Prolongez le texte sur Leçons de ténèbres à la suite de sa dernière phrase.

** Texte extrait **
^^^^
Si, en effet, War Cut nous appelle à explorer un aspect stratégique de la guerre préventive et de sa communication, à savoir le lien entre la germination figurative et la charge véridictoire qui lui est attribuée, dans Leçons de ténèbres le regard énonciateur semble plutôt esquisser et témoigner d’une régression du figuratif iconisé vers le fond inarticulé du sensible qui en est la condition de possibilité.

2.1 Témoigner le trauma face à la « guerre juste »

Le premier chapitre – I. Une capitale – offre une paisible vue aérienne de la Ville de Koweït au coucher du soleil, avec le son ambiant du chant du muezzin [Fig. 6]. Le paysage est encore constitué d’un tissu figuratif stable et iconisé, avec ses grandes rues et ses tours, même si la voix off annonce que « Quelque chose pèse sur cette ville, cette ville qui sera bientôt détruite par la guerre » et que, par conséquent, nous regardons ce paysage depuis l’avenir de sa destruction (la marche funèbre solennelle de la « Mort de Ase » de Edvard Grieg renforce l’annonce de cet horizon terminatif).
^^^^
** Entrées **
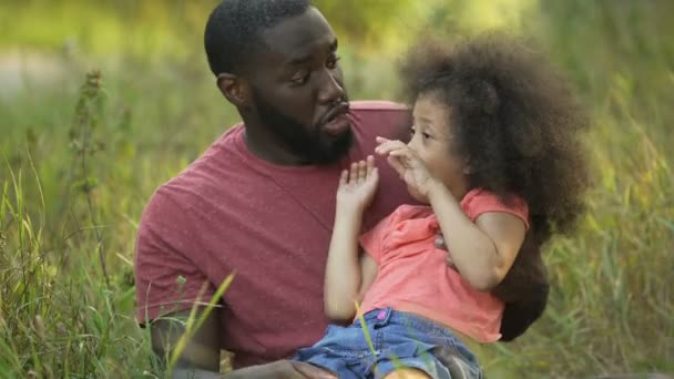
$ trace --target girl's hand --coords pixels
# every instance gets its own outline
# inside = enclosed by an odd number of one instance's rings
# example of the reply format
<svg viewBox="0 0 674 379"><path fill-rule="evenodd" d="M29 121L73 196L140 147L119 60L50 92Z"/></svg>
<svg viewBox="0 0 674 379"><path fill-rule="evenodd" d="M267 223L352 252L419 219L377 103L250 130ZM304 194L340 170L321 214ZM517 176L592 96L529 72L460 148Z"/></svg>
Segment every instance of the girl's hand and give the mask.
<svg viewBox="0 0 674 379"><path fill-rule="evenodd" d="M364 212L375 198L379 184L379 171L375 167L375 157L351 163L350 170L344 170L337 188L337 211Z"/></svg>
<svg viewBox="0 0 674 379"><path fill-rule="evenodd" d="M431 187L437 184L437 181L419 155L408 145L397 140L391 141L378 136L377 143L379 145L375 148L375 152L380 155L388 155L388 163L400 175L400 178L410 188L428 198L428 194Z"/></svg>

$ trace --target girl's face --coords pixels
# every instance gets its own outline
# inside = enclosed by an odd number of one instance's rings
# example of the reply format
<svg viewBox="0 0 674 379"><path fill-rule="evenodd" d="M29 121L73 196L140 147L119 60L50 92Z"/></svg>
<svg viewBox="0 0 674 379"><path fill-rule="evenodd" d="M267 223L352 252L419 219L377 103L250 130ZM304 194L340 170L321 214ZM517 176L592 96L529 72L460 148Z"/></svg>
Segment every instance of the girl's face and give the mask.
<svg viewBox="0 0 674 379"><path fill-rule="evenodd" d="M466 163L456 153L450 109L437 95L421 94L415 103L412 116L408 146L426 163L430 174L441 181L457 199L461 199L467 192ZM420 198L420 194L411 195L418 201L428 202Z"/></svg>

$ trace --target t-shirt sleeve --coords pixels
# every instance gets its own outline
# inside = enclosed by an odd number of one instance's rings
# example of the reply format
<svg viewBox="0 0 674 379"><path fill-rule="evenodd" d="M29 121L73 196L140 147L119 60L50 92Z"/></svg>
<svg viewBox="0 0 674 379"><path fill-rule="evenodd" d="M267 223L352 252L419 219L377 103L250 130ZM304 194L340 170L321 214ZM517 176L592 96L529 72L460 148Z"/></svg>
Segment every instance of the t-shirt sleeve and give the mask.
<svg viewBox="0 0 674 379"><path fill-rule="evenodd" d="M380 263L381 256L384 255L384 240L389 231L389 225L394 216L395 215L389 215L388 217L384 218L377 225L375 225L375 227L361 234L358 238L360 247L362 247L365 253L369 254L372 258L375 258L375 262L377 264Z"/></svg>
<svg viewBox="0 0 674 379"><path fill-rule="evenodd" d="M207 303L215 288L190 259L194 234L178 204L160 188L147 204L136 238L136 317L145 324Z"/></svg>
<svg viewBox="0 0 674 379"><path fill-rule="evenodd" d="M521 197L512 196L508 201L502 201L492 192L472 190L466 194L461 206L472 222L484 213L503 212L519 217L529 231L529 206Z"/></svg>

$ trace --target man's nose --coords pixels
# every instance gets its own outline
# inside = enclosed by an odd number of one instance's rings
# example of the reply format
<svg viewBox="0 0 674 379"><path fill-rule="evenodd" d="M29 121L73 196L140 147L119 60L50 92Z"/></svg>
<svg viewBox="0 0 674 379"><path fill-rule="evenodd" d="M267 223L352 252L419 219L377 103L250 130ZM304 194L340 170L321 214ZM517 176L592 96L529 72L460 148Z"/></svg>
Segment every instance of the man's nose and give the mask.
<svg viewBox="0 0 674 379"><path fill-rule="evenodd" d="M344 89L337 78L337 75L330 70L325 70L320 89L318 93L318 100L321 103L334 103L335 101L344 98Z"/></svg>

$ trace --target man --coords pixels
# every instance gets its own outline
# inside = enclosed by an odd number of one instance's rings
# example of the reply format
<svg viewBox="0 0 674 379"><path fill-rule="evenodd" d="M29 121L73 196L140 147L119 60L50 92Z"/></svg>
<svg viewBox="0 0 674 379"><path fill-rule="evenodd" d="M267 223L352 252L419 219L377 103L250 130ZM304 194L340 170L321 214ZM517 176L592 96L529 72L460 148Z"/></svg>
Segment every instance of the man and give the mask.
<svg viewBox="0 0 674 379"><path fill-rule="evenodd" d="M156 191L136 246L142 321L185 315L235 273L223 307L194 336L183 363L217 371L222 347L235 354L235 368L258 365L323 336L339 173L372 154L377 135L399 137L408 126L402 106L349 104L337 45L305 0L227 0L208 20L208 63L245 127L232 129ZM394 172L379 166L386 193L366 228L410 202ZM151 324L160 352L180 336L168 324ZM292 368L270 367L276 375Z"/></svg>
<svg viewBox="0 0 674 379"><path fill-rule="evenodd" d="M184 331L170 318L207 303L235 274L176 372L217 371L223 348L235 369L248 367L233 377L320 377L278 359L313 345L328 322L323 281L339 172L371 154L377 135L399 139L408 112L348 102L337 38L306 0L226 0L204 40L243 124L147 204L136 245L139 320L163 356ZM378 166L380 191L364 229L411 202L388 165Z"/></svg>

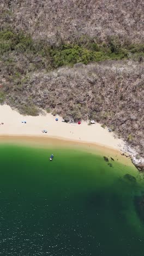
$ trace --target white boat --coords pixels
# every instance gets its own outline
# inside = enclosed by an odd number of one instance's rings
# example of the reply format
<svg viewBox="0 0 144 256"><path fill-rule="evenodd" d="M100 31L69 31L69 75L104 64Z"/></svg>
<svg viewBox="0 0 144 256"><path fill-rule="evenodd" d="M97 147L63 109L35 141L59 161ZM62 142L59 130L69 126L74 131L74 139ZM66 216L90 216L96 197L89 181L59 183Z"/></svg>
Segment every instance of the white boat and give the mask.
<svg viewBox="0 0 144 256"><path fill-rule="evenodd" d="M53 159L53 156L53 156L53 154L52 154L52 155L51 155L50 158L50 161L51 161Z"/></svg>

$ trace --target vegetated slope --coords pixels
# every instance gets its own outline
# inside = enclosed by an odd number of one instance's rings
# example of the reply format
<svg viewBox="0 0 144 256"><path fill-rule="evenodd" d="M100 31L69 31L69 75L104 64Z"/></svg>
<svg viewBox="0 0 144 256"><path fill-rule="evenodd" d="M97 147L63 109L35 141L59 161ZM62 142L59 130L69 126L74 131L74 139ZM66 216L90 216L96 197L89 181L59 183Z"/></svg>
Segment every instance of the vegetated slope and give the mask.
^^^^
** Réponse **
Fig. 6, 7 - W. Herzog, Lektionen in Finsternis / Leçons de ténèbres, essai filmique, couleur, 52 min., S16 mm., 1992, photogrammes

Fig. 6, 7 - W. Herzog, Lektionen in Finsternis / Leçons de ténèbres, essai filmique, couleur, 52 min., S16 mm., 1992, photogrammes

Cette destruction est évoquée dans le chapitre suivant (II. La guerre) par une courte séquence du premier bombardement nocturne de Bagdad diffusé par CNN (Fig. 7), seulement 35 secondes d’images tirées des archives médiales, avec les taches blanches de la défense anti-aérienne qui s’élèvent lentement. La rupture produite par cet événement, dont la lisibilité en termes de représentation « référentielle » est quasi nulle, est soulignée par l’annonce « La guerre n’a duré que quelques heures. Après, tout était différent ».

Les images de CNN présentent une rupture visuelle en raison de leur graine opaque et leur degré d’abstraction. La littérature a abondamment remarqué comment ces qualités visuelles étaient isomorphes à une opération générale de suppression des « séquences sensibles », celles des cadavres, que ce soit en raison d’une routine de pré-censure, ou d’un régime visuel de « distanciation » et d’effacement des victimes dans une guerre qui se voulait principalement une guerre de bombardements aériens de haute précision (Taylor 1992). Cette soustraction des corps du visible sert d’ailleurs le discours institutionnel qui consiste à délimiter le conflit à l’action contre un dictateur, plutôt que contre son peuple, d’où l’idée d’une « guerre juste » (Hollis 1992 : 213-4). La seule présence de cette brève séquence ne peut évoquer cet horizon sémantique dans son ampleur, pourtant ces images deviennent représentatives du discours médiatique, qui a évacué et soustrait à la visibilité les corps ayant subi les conséquences des bombardements, réduits ici à des traces lumineuses.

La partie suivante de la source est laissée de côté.